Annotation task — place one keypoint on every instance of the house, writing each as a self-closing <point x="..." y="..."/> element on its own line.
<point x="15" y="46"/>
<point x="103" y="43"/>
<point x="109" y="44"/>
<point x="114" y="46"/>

___

About this task: Exactly as they stand above, repeat all the records.

Problem solution:
Annotation task — place one keypoint on every instance of the house, writing each as a self-closing <point x="..." y="..."/> element on its own line.
<point x="15" y="46"/>
<point x="103" y="43"/>
<point x="109" y="44"/>
<point x="114" y="46"/>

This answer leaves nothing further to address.